**Work order**
Print the whole listing below exactly, skipping every picture.

**Entries provided**
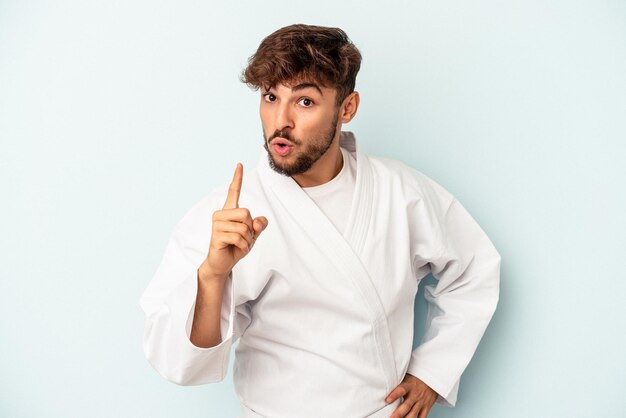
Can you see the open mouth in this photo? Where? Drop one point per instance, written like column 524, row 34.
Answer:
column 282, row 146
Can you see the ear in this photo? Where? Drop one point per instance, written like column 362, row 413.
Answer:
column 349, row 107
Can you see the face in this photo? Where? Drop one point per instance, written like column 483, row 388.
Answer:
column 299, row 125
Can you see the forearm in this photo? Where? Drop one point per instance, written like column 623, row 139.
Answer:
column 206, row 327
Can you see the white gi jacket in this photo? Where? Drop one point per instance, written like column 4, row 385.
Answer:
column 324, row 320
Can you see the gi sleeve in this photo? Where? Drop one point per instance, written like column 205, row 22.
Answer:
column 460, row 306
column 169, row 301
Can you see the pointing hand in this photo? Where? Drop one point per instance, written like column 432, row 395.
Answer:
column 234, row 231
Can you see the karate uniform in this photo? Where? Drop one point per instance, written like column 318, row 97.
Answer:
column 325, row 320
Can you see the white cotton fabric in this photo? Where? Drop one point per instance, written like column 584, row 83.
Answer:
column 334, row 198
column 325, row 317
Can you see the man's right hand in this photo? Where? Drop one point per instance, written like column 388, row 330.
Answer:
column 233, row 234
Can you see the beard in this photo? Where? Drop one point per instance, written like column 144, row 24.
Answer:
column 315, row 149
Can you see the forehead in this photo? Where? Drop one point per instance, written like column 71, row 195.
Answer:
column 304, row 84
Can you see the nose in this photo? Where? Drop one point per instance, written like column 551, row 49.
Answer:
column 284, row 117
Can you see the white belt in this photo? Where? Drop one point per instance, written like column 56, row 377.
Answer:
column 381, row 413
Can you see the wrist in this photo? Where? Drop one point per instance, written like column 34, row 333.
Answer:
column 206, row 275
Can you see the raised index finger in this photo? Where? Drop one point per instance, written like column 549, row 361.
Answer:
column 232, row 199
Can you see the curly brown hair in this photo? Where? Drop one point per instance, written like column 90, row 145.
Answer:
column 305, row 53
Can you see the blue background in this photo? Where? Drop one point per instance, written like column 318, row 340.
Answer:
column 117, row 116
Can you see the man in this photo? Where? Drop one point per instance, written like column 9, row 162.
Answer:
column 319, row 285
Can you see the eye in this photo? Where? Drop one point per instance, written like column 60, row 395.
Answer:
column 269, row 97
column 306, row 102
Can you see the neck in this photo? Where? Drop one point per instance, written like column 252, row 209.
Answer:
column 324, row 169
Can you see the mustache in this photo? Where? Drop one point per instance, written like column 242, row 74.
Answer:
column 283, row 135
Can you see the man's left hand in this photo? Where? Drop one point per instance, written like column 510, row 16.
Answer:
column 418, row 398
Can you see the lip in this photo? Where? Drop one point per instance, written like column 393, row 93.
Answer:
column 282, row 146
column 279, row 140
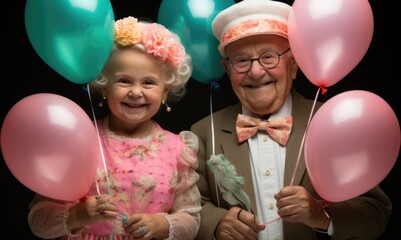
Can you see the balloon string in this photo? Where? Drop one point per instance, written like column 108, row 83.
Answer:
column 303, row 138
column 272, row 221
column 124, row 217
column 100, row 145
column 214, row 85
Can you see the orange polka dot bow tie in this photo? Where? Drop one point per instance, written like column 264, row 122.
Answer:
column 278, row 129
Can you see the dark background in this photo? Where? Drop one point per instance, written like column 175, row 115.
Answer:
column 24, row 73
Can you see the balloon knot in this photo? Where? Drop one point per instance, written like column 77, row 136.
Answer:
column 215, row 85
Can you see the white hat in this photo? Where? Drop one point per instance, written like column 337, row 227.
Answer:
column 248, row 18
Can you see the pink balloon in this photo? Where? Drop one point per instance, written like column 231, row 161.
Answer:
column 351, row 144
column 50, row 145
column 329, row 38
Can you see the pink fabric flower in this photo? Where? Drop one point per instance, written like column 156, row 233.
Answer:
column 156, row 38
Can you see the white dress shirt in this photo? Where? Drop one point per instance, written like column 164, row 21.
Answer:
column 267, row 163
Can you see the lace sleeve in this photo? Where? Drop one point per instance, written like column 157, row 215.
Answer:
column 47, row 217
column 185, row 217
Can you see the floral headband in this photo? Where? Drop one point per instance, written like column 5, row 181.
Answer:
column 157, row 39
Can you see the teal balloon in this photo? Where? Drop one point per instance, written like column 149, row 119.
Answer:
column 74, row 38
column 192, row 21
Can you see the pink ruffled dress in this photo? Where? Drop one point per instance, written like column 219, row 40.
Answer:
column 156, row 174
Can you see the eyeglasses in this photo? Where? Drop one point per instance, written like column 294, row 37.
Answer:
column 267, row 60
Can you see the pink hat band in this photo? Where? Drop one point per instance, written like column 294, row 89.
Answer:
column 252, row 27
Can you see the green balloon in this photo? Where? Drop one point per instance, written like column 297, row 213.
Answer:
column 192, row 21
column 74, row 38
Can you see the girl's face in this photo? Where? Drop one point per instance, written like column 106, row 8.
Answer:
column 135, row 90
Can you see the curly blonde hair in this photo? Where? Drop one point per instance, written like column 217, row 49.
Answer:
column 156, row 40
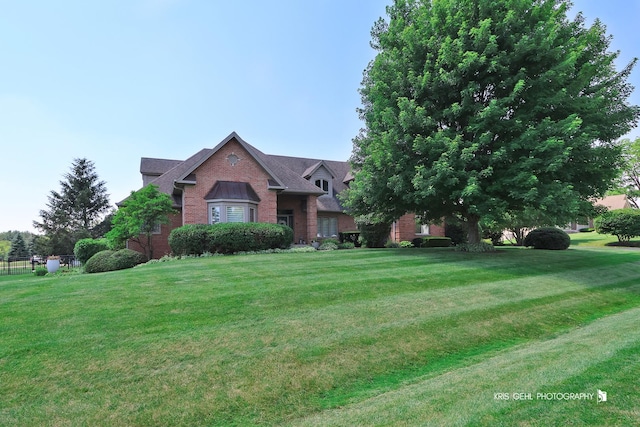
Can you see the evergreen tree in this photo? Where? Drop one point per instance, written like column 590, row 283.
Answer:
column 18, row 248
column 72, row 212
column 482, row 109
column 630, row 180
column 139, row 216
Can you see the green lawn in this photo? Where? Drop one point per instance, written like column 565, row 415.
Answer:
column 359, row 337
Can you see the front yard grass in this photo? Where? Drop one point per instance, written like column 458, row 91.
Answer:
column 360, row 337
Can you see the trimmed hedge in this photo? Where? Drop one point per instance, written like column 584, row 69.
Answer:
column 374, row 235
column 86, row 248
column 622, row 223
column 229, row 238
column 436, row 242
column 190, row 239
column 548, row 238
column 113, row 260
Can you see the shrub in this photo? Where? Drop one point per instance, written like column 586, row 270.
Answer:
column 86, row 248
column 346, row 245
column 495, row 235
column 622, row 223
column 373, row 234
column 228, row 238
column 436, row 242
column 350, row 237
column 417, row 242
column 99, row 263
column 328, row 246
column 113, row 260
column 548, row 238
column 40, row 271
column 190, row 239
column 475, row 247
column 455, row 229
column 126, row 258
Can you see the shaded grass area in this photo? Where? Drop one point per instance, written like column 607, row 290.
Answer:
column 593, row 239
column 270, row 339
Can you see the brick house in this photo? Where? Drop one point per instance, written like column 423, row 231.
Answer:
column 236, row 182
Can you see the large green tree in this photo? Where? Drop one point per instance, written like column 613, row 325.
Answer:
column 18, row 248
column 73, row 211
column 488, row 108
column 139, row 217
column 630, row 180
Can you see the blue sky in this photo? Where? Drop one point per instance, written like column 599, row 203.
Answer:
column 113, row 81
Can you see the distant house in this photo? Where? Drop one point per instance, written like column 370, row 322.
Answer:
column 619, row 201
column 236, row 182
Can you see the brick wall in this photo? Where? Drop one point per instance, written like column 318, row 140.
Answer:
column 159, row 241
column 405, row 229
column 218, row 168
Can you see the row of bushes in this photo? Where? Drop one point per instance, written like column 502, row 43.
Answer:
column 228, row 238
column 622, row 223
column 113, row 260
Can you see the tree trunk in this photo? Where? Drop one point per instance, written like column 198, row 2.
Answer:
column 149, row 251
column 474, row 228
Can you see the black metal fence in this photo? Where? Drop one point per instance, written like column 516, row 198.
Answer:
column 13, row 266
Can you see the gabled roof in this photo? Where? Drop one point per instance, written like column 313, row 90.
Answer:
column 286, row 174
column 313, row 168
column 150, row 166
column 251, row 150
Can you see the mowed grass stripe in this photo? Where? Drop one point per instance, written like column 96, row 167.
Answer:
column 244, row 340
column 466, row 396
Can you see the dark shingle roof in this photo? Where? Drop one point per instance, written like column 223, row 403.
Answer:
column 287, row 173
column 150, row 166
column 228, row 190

**Exercise answer**
Can you see the open mouth in this photo? Where? Drop one point per instance, written like column 524, row 34.
Answer:
column 282, row 146
Can you see the ear in this photo? Where? Drop one point per instance, written like column 362, row 413.
Answer:
column 349, row 107
Can you see the face in this photo? Where? Drop one point per instance, written like column 483, row 388.
Answer:
column 299, row 125
Can you see the forearm in this photo? Where? Drop one point per instance, written like column 623, row 139.
Answer:
column 206, row 327
Can you see the white gi jacket in this photo? Where? Drop one point per instance, written like column 4, row 385.
Answer:
column 324, row 320
Can you see the gi sleeve in this photo? Where? Drop one point per instance, written like column 205, row 22.
Answer:
column 460, row 306
column 169, row 301
Can you see the pointing hand in this photo? Where? Drop one point per instance, written like column 432, row 395.
Answer:
column 234, row 231
Can you see the karate uniform in this photo? Where? Drop one point per instance, written like column 318, row 97.
Answer:
column 325, row 320
Can you see the white cotton fabric in this photo? Where? Drop one point per instance, written like column 584, row 83.
Answer:
column 334, row 198
column 325, row 317
Can you see the man's right hand in this photo? Where? Drop one point per instance, written like column 388, row 330.
Answer:
column 233, row 234
Can you see the beard in this photo? Where? Drop one point per instance, written like column 144, row 24.
Answer:
column 315, row 149
Can you see the forehead in this photo? Where? Drop one point per instance, written like column 71, row 195.
Answer:
column 304, row 84
Can you see the nose in this photo? Where? Drop one point per instance, written like column 551, row 49.
Answer:
column 284, row 117
Can you see the white belt in this photo? Where? Drop one point per instance, written like column 56, row 377.
Answer:
column 381, row 413
Can you see the wrist in this photo? Where? Drop one point per instance, written like column 34, row 333.
Answer:
column 206, row 275
Can you see the raised index finger in this photo? Where? Drop one point per instance, written like column 549, row 361.
Answer:
column 232, row 199
Can you see the curly brown hair in this photo? Where? Drop one point per instance, written like column 90, row 145.
Answer:
column 305, row 53
Can you see the blue background in this photo? Where? Drop one point per instance, written like column 318, row 340.
Answer:
column 117, row 116
Can you see the man in this photo? Where? Drop one point per instance, written like column 9, row 162.
Answer:
column 319, row 285
Can you see the eye in this photo? Where? Drop one point per instance, written like column 60, row 395.
Answer:
column 269, row 97
column 306, row 102
Can you see the neck in this photo? Where? Drop one point per instance, written like column 252, row 209.
Answer:
column 324, row 169
Can you see the mustache in this photo? Where? Drop one point per instance, written like column 242, row 74.
Answer:
column 283, row 135
Can you see the man's left hand in this photo? Where? Drop one point per instance, written like column 510, row 16.
Answer:
column 418, row 398
Can you see the lip in this photo? Where? Drop one point per instance, written like column 393, row 93.
Answer:
column 282, row 146
column 279, row 140
Can you see the balloon string in this photo? Where? Drop one point per instance, written like column 108, row 83.
Answer:
column 303, row 138
column 272, row 221
column 124, row 217
column 100, row 145
column 214, row 85
Can you see the orange polka dot bow tie in this photo? Where? Drop one point per instance, written like column 264, row 122.
Answer:
column 278, row 129
Can you see the dark background in this photo? Where? Drop one point per instance, written like column 175, row 115.
Answer:
column 24, row 73
Can you see the balloon knot in this photo? Where? Drop one point per instance, written like column 77, row 136.
Answer:
column 215, row 85
Can you see the white hat in this photo? Where? Drop one point per instance, written like column 337, row 227.
Answer:
column 248, row 18
Can you see the pink balloon in this photo? Where? Drop one point per instance, written like column 231, row 161.
Answer:
column 351, row 144
column 50, row 145
column 329, row 38
Can you see the pink fabric flower in this photo? Where? Drop one point per instance, written like column 156, row 233.
Answer:
column 156, row 38
Can you see the white dress shirt in this photo? Where? Drop one point per instance, written like column 164, row 21.
Answer:
column 267, row 163
Can you see the lace sleeve in this photo? Where? Drop one point per instance, written like column 157, row 215.
Answer:
column 47, row 217
column 185, row 217
Can you see the floral headband in this photo? Where? Drop one point per instance, written like column 5, row 181.
Answer:
column 157, row 39
Can you see the teal balloon in this photo? Where? Drop one point per instance, written like column 149, row 119.
Answer:
column 74, row 38
column 192, row 21
Can you see the pink ruffled dress in this photo? Where? Drop one point per instance, written like column 219, row 40.
Answer:
column 156, row 174
Can you see the eyeglasses in this photo? Where? Drop one point per instance, written like column 294, row 37.
Answer:
column 267, row 60
Can you see the pink hat band in this photo? Where? Drop one point per instance, written like column 294, row 89.
Answer:
column 252, row 27
Can you see the green balloon in this photo? Where? Drop one point per instance, written like column 297, row 213.
Answer:
column 192, row 21
column 74, row 38
Can you see the girl's face in this photo? Where? Drop one point per instance, written like column 106, row 8.
Answer:
column 135, row 90
Can you see the curly blonde hair in this photo? Where? Drop one point per instance, written like column 217, row 49.
Answer:
column 156, row 40
Can you see the evergreen tree in this photo? Where? Drop one point per instance, written like column 590, row 283.
Answer:
column 18, row 248
column 72, row 212
column 482, row 109
column 630, row 180
column 139, row 216
Can you see the green lawn in this photo? Where? Drop one point per instance, written like column 565, row 415.
Answer:
column 359, row 337
Can you see the front yard grass in this photo? Where? Drop one point per instance, written like column 458, row 91.
Answer:
column 360, row 337
Can you see the trimmed hedge in this photo? Where? Drop one point per instance, written like column 584, row 69.
Answer:
column 374, row 235
column 86, row 248
column 622, row 223
column 229, row 238
column 436, row 242
column 190, row 239
column 548, row 238
column 113, row 260
Can you see the shrub in this photo? Where? Drop one point per instance, written like column 586, row 270.
Answer:
column 86, row 248
column 346, row 245
column 495, row 235
column 622, row 223
column 373, row 234
column 228, row 238
column 436, row 242
column 350, row 237
column 417, row 242
column 99, row 263
column 328, row 246
column 113, row 260
column 548, row 238
column 40, row 271
column 190, row 239
column 475, row 247
column 455, row 229
column 126, row 258
Can you see the shaded grass area in this photo? Where? Drop one point per instance, written like column 607, row 290.
Answer:
column 593, row 239
column 270, row 339
Can you see the brick house in this photo? Where? Drop one point per instance, written like column 423, row 231.
Answer:
column 236, row 182
Can you see the large green tree in this photo? Where? Drop one point per instance, written like column 613, row 325.
Answer:
column 18, row 248
column 73, row 211
column 488, row 108
column 139, row 217
column 630, row 180
Can you see the blue sky in this photo? Where? Drop one point per instance, written like column 599, row 203.
Answer:
column 113, row 81
Can you see the distant house in this photo? Where? Drop one point per instance, written like column 370, row 322.
Answer:
column 619, row 201
column 236, row 182
Can you see the brick wall in this photo? Where? Drop one point per instance, written like column 318, row 140.
Answer:
column 159, row 241
column 405, row 229
column 218, row 168
Can you see the row of bushes in this photo? Where? Drop one point per instance, written like column 502, row 43.
Answer:
column 228, row 238
column 622, row 223
column 113, row 260
Can you see the tree trunk in this photo? Where? Drop one point per instance, written like column 198, row 2.
Answer:
column 149, row 251
column 474, row 228
Can you see the black metal fence in this photo? Where? Drop one point per instance, written like column 516, row 198.
Answer:
column 13, row 266
Can you see the gabled roof in this photo? Where? Drop one point per instance, written like column 313, row 90.
Answer:
column 286, row 174
column 313, row 168
column 150, row 166
column 251, row 150
Can you see the mowed grass stripe in this photo? Where? Drop one point per instance, written like column 96, row 167.
Answer:
column 244, row 340
column 466, row 396
Can you see the dark shingle roof in this photo? Where? Drop one point per instance, written like column 223, row 403.
Answer:
column 287, row 173
column 150, row 166
column 228, row 190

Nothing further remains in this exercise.